**Problem to work on**. Put every line of the records below into a Markdown table with the columns "Number" and "Record line", numbering the rows in order and skipping any blank lines.

-- BEGIN --

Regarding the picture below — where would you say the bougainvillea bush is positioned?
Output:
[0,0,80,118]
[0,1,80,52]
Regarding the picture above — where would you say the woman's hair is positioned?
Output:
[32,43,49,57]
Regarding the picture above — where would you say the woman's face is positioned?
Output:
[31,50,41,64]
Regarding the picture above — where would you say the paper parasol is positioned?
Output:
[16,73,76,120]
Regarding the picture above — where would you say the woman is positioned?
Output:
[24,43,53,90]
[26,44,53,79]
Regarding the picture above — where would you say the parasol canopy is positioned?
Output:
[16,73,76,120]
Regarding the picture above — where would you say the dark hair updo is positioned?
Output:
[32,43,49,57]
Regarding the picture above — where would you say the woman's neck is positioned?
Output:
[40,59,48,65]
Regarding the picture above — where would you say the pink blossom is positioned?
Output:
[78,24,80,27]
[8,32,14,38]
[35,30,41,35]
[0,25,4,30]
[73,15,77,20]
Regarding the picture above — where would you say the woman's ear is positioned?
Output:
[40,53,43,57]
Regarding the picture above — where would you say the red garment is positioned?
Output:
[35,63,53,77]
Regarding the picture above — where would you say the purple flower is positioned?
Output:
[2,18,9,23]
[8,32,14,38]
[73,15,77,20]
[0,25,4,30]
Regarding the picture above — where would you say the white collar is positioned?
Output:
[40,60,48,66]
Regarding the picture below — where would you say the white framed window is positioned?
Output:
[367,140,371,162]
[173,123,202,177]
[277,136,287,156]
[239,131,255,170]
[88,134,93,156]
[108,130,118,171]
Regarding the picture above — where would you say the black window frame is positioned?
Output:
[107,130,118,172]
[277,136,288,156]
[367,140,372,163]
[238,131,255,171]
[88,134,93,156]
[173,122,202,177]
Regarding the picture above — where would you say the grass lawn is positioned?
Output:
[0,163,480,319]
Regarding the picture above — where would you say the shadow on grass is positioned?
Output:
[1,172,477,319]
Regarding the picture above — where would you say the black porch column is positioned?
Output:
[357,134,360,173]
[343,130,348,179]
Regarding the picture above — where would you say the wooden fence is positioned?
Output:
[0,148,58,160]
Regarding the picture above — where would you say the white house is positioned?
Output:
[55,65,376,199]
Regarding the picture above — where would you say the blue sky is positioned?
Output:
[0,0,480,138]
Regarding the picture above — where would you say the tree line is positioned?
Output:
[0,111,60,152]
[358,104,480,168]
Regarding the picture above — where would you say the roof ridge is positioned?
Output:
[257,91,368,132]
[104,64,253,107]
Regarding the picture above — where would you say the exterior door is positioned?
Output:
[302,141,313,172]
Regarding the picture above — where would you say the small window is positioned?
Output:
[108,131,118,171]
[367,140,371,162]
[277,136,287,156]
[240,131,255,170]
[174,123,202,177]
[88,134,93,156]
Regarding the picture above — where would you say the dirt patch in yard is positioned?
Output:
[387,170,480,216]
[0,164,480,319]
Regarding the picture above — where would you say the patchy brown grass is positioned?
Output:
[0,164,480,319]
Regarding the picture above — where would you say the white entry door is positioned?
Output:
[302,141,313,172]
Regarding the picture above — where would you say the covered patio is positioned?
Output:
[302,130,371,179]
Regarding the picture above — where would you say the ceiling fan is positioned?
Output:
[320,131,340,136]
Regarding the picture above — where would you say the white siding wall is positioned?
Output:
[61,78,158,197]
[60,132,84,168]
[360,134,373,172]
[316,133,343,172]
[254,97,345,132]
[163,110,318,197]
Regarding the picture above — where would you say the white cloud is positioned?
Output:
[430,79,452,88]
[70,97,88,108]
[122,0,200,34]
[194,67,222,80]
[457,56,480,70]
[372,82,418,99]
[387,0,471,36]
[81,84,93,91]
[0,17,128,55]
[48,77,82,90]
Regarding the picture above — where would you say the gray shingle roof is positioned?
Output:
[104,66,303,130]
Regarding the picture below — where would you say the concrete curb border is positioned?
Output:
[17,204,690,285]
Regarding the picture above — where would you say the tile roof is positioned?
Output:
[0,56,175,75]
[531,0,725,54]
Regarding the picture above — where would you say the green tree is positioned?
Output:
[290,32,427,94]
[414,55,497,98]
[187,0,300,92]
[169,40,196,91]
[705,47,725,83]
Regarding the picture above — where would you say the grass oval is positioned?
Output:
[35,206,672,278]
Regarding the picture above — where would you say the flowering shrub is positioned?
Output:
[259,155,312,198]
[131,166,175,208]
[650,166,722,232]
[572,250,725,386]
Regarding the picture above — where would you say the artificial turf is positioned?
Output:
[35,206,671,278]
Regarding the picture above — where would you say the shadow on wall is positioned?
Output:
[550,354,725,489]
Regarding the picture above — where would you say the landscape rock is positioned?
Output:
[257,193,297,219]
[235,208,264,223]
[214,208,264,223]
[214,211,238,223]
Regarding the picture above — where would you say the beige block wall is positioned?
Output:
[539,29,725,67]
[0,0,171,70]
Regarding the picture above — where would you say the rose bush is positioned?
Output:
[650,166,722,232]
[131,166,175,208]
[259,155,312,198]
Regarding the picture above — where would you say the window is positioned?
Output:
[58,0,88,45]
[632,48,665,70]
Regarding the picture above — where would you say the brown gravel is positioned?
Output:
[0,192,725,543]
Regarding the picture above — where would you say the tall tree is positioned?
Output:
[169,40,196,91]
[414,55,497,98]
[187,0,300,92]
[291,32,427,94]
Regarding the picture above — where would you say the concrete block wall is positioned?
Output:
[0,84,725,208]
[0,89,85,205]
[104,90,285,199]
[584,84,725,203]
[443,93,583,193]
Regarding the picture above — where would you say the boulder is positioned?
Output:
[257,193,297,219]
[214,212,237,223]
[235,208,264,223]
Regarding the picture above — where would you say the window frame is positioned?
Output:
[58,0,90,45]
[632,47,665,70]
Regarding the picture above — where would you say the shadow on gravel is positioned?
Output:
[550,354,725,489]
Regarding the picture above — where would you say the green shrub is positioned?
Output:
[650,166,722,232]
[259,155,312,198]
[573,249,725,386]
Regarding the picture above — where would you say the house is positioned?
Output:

-- END --

**The completed task**.
| Number | Record line |
|---|---|
| 1 | Regarding the picture below — where would you say the bougainvillea bush is positioned? |
| 2 | Output: |
| 3 | [0,0,80,118] |
| 4 | [0,1,80,52] |
| 5 | Regarding the picture above — where would you say the woman's hair is positioned? |
| 6 | Output: |
| 7 | [32,43,49,57] |
| 8 | Regarding the picture above — where would you say the woman's face is positioned? |
| 9 | Output: |
| 10 | [31,50,41,64] |
| 11 | Regarding the picture above — where would you say the paper parasol is positioned? |
| 12 | Output: |
| 13 | [16,73,76,120] |
| 14 | Regarding the picture above — where would you say the woman is positioned? |
| 15 | Output: |
| 16 | [24,43,53,90] |
| 17 | [26,44,53,79] |
| 18 | Regarding the picture above — where would you say the parasol canopy is positioned? |
| 19 | Output: |
| 20 | [16,73,76,120] |
| 21 | Regarding the picture above — where would you say the dark hair updo is positioned? |
| 22 | Output: |
| 23 | [32,43,49,57] |
| 24 | Regarding the picture above — where would you say the woman's neck is positioned? |
| 25 | Output: |
| 26 | [40,59,48,65] |
| 27 | Regarding the picture above — where would you say the pink blossom is positioned? |
| 28 | Output: |
| 29 | [78,24,80,27] |
| 30 | [8,32,14,38] |
| 31 | [35,30,41,35] |
| 32 | [0,25,4,30] |
| 33 | [73,15,77,20] |
| 34 | Regarding the picture above — where would you say the woman's ear is positioned? |
| 35 | Output: |
| 36 | [40,53,43,57] |
| 37 | Regarding the picture above — where would you say the red garment is positioned? |
| 38 | Output: |
| 39 | [35,63,53,77] |
| 40 | Regarding the picture above — where would you say the purple flower is positioned? |
| 41 | Output: |
| 42 | [2,18,9,23] |
| 43 | [8,32,14,38] |
| 44 | [73,15,77,20] |
| 45 | [0,25,4,30] |
| 46 | Regarding the picture above — where would you say the white collar is positioned? |
| 47 | Output: |
| 48 | [40,60,48,66] |
| 49 | Regarding the picture below — where would you say the white framed window is positioned? |
| 50 | Output: |
| 51 | [367,140,371,162] |
| 52 | [173,123,202,177] |
| 53 | [277,136,287,156] |
| 54 | [239,131,255,170] |
| 55 | [88,134,93,156] |
| 56 | [108,130,118,171] |
| 57 | Regarding the picture above — where would you say the black window frame is positioned? |
| 58 | Output: |
| 59 | [107,130,118,172] |
| 60 | [277,136,288,156] |
| 61 | [367,140,372,163] |
| 62 | [238,131,255,171] |
| 63 | [88,134,93,156] |
| 64 | [173,122,202,177] |
| 65 | Regarding the picture above — where would you say the grass lawn is positioned? |
| 66 | Output: |
| 67 | [0,163,480,319] |
| 68 | Regarding the picture above — where would you say the shadow on grass is positioned? |
| 69 | Output: |
| 70 | [1,172,477,319] |
| 71 | Regarding the picture above — where would you say the black porch column is positioned? |
| 72 | Output: |
| 73 | [357,134,360,173] |
| 74 | [343,130,348,179] |
| 75 | Regarding the picture above — where would you say the wooden fence is positioned? |
| 76 | Output: |
| 77 | [0,148,58,160] |
| 78 | Regarding the picture above — where would you say the white house is positioned? |
| 79 | Output: |
| 80 | [55,65,376,199] |
| 81 | Regarding the picture above — where would you say the blue sky is positioned? |
| 82 | Output: |
| 83 | [0,0,480,138] |
| 84 | Regarding the picture above — where would you say the tree line is positioned? |
| 85 | Output: |
| 86 | [0,111,60,152] |
| 87 | [358,104,480,168] |
| 88 | Regarding the picture above — where would you say the roof ridge is positioned? |
| 89 | Output: |
| 90 | [257,91,368,132] |
| 91 | [104,64,253,107] |
| 92 | Regarding the picture above — where would you say the exterior door is positioned? |
| 93 | Output: |
| 94 | [302,141,313,172] |
| 95 | Regarding the picture above — where would you say the small window is positioned? |
| 96 | Output: |
| 97 | [108,131,118,171] |
| 98 | [367,140,371,162] |
| 99 | [277,136,287,156] |
| 100 | [240,131,255,170] |
| 101 | [174,123,202,177] |
| 102 | [88,134,93,156] |
| 103 | Regarding the picture above — where would you say the dirt patch in yard is positioned? |
| 104 | Output: |
| 105 | [387,170,480,216] |
| 106 | [0,164,480,319] |
| 107 | Regarding the picture above — where would you say the patchy brown grass is positioned? |
| 108 | Output: |
| 109 | [0,164,480,319] |
| 110 | Regarding the picture above — where would you say the white entry door is positioned? |
| 111 | Output: |
| 112 | [302,141,313,172] |
| 113 | Regarding the picture above — where would you say the covered patio is positioned? |
| 114 | Output: |
| 115 | [302,130,371,179] |
| 116 | Regarding the picture above — where would you say the ceiling fan is positioned? |
| 117 | Output: |
| 118 | [320,131,340,136] |
| 119 | Regarding the picture above — where would you say the white siding wall is positioned? |
| 120 | Output: |
| 121 | [61,78,158,197] |
| 122 | [60,132,84,168] |
| 123 | [360,134,373,172] |
| 124 | [316,133,343,172] |
| 125 | [254,97,345,132] |
| 126 | [163,110,318,197] |
| 127 | Regarding the picture above — where would you say the white cloud is positioned? |
| 128 | Output: |
| 129 | [430,79,452,88] |
| 130 | [70,97,88,108] |
| 131 | [122,0,200,34] |
| 132 | [194,67,222,80] |
| 133 | [457,56,480,70] |
| 134 | [372,82,418,99] |
| 135 | [387,0,471,36] |
| 136 | [81,84,93,91] |
| 137 | [0,17,128,55] |
| 138 | [48,77,82,90] |
| 139 | Regarding the picture above — where would you say the gray shingle roof is positioned? |
| 140 | Output: |
| 141 | [104,66,303,130] |
| 142 | Regarding the picture below — where would you say the concrete curb border is positioned? |
| 143 | Output: |
| 144 | [17,204,690,285] |
| 145 | Regarding the picture above — where would you say the tile roof is positioned? |
| 146 | Output: |
| 147 | [0,56,175,75] |
| 148 | [531,0,725,54] |
| 149 | Regarding the picture above — where would you say the green tree is positioned? |
| 150 | Output: |
| 151 | [290,32,427,94] |
| 152 | [414,55,497,98] |
| 153 | [187,0,300,92] |
| 154 | [169,40,196,91] |
| 155 | [705,47,725,83] |
| 156 | Regarding the picture above — where would you say the grass oval is positioned? |
| 157 | Output: |
| 158 | [35,206,672,278] |
| 159 | Regarding the picture above — where would you say the flowering shrub is positioned? |
| 160 | Output: |
| 161 | [259,155,312,198] |
| 162 | [131,166,175,208] |
| 163 | [650,166,722,232] |
| 164 | [572,250,725,386] |
| 165 | Regarding the picture above — where would you say the artificial turf is positioned? |
| 166 | Output: |
| 167 | [35,206,671,278] |
| 168 | Regarding the picture above — where would you say the shadow on wall is positioned? |
| 169 | Output: |
| 170 | [550,354,725,489] |
| 171 | Regarding the picture above — where would you say the landscape rock is positioned? |
| 172 | Output: |
| 173 | [257,193,297,219] |
| 174 | [235,208,264,223] |
| 175 | [214,208,264,223] |
| 176 | [214,211,238,223] |
| 177 | Regarding the picture above — where would you say the beige block wall is positioned? |
| 178 | Output: |
| 179 | [539,29,725,67] |
| 180 | [0,0,171,70] |
| 181 | Regarding the picture above — where would you say the rose bush is positioned? |
| 182 | Output: |
| 183 | [650,166,722,232] |
| 184 | [131,166,175,208] |
| 185 | [259,155,312,198] |
| 186 | Regarding the picture above — where would you say the window is positioned? |
| 187 | Output: |
| 188 | [58,0,88,45] |
| 189 | [632,48,665,70] |
| 190 | Regarding the picture above — where would you say the brown gravel is positioned? |
| 191 | Output: |
| 192 | [0,192,725,543] |
| 193 | Regarding the picture above — where would you say the tall tree is positioned? |
| 194 | Output: |
| 195 | [169,40,196,91] |
| 196 | [414,55,497,98] |
| 197 | [187,0,300,92] |
| 198 | [291,32,427,94] |
| 199 | Regarding the picture above — where would you say the concrete block wall is positioned? |
| 200 | Output: |
| 201 | [0,84,725,208] |
| 202 | [0,89,85,205] |
| 203 | [104,90,285,199] |
| 204 | [584,84,725,203] |
| 205 | [443,93,583,193] |
| 206 | Regarding the picture above — where would you say the boulder is positioned? |
| 207 | Output: |
| 208 | [257,193,297,219] |
| 209 | [214,212,237,223] |
| 210 | [235,208,264,223] |
| 211 | Regarding the picture above — where would you say the window frame is positioned? |
| 212 | Output: |
| 213 | [58,0,90,45] |
| 214 | [632,47,665,70] |
| 215 | Regarding the picture above — where would you say the shadow on gravel is positioned? |
| 216 | Output: |
| 217 | [550,354,725,489] |
| 218 | Regarding the picture above — where would you say the green shrub is positioned? |
| 219 | Output: |
| 220 | [650,166,722,232] |
| 221 | [259,155,312,198] |
| 222 | [573,249,725,386] |
| 223 | Regarding the picture above — where would you say the house is positioned? |
| 224 | Output: |